§ Your objective:
Write out the lines starting at the one that holds "For each instance of the submerged" and ending with the final line of the data, exactly and with no others.

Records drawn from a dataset
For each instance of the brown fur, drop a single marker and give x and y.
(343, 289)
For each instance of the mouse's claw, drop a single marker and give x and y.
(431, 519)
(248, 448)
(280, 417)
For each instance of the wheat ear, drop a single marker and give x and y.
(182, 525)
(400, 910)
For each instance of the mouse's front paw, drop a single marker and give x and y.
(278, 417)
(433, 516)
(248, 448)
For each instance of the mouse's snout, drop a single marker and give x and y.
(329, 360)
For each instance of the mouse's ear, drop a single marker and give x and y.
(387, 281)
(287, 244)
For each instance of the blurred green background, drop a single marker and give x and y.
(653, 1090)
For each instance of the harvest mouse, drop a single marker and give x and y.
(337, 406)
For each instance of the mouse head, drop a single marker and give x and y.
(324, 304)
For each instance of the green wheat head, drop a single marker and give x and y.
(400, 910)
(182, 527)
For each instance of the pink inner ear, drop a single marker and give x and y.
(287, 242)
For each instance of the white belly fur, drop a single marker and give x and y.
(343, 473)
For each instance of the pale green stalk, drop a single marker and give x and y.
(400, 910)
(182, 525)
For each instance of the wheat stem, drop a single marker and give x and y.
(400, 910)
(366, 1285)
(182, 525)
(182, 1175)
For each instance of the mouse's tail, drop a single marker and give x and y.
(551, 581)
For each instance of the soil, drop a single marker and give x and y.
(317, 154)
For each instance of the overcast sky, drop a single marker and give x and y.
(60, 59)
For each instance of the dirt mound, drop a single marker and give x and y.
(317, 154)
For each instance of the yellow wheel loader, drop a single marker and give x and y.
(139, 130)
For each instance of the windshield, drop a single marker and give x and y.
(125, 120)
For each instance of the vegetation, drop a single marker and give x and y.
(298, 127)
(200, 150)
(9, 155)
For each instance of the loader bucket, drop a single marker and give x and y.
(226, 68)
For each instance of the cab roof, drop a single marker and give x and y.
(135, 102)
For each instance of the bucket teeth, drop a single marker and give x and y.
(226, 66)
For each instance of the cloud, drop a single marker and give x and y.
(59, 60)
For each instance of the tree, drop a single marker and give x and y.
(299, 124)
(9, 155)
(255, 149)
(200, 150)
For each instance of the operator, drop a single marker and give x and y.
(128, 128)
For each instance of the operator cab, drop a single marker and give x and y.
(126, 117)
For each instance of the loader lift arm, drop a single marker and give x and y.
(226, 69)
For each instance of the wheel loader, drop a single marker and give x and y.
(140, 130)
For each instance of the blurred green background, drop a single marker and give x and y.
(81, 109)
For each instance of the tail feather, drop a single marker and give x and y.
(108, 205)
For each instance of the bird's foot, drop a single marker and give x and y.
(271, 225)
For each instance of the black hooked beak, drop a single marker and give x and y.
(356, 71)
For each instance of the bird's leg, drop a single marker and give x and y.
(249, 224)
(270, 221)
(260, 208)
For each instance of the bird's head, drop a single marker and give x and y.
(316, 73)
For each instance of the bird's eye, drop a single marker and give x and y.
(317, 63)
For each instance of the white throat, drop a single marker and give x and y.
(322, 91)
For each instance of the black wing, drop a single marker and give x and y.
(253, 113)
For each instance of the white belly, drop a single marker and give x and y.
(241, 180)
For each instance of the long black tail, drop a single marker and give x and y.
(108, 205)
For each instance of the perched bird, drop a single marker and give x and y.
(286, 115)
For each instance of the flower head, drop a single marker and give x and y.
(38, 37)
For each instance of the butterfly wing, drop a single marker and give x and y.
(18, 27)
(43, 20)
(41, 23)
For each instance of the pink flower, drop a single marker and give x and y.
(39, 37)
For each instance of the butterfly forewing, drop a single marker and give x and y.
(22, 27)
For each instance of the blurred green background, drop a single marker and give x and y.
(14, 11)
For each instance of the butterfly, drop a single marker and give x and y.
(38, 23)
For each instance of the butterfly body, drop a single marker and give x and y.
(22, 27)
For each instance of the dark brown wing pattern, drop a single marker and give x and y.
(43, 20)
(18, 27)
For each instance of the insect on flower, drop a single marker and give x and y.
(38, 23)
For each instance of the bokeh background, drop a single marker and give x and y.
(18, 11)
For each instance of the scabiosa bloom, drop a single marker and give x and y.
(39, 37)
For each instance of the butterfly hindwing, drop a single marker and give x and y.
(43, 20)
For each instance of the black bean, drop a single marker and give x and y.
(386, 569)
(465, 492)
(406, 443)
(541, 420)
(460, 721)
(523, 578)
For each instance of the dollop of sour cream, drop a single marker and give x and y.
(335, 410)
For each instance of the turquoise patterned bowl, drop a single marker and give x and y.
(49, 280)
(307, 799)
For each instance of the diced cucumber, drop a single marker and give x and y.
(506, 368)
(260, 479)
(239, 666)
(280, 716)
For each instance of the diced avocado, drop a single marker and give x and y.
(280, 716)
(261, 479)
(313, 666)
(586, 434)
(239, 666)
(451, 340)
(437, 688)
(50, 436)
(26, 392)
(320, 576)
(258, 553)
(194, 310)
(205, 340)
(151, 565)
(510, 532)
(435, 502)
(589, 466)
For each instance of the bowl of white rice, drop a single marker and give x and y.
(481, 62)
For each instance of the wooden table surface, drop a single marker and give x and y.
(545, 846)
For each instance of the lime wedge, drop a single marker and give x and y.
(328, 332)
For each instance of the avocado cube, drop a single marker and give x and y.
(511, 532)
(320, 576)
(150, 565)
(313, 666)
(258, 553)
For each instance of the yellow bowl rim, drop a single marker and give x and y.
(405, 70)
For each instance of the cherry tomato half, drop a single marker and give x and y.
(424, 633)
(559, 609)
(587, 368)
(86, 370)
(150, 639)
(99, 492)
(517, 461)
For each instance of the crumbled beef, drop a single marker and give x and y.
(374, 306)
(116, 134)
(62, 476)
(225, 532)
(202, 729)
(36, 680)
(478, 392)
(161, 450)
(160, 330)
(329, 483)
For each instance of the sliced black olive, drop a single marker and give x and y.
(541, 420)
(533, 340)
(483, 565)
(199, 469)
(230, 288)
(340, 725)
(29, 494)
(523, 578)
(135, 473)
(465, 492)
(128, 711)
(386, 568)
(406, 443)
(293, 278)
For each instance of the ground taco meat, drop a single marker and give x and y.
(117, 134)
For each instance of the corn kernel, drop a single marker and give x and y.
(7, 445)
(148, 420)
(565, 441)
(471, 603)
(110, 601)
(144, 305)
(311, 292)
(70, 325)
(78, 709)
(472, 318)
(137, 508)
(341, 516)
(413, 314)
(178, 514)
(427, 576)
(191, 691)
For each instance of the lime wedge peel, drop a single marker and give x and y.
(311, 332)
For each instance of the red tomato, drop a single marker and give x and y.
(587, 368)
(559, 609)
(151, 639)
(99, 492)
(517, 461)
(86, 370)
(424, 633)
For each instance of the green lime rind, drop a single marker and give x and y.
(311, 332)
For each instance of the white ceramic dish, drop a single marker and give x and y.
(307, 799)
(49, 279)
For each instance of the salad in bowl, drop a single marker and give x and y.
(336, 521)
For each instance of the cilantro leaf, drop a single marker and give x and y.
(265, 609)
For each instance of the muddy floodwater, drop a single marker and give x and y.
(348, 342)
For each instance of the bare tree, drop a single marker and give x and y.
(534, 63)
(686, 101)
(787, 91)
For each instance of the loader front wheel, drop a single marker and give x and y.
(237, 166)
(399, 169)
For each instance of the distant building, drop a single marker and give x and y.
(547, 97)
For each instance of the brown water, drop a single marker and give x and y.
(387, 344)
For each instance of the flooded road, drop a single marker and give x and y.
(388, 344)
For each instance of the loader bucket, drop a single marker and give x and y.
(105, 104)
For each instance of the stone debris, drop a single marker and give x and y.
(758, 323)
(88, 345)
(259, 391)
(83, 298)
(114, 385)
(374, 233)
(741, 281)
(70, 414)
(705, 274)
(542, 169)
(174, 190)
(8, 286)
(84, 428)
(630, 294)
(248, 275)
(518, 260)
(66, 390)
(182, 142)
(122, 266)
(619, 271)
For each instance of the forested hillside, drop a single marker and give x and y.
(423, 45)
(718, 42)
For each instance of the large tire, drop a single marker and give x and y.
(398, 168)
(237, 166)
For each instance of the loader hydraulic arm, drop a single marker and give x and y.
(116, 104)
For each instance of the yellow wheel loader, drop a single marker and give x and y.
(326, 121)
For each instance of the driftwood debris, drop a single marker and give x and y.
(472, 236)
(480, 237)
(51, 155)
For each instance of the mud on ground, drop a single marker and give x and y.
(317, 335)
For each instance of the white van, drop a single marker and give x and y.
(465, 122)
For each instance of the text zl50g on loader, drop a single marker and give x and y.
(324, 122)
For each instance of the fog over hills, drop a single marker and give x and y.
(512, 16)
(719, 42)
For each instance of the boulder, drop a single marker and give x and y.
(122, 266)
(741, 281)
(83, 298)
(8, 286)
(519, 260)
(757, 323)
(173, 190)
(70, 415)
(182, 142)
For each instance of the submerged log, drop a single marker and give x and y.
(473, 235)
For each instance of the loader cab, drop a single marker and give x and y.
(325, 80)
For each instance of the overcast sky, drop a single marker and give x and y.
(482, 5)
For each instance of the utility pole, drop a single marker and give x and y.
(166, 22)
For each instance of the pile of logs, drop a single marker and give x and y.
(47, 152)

§ Answer section:
For each instance of the submerged log, drop a single marker and give x and y.
(473, 235)
For each instance of the loader cab, drop a single marker and give x and y.
(325, 80)
For each instance of the overcast sky, drop a single marker and give x and y.
(482, 5)
For each instance of the utility pole, drop a single marker and give x and y.
(166, 22)
For each instance of the pile of logs, drop a single marker and give x and y.
(47, 152)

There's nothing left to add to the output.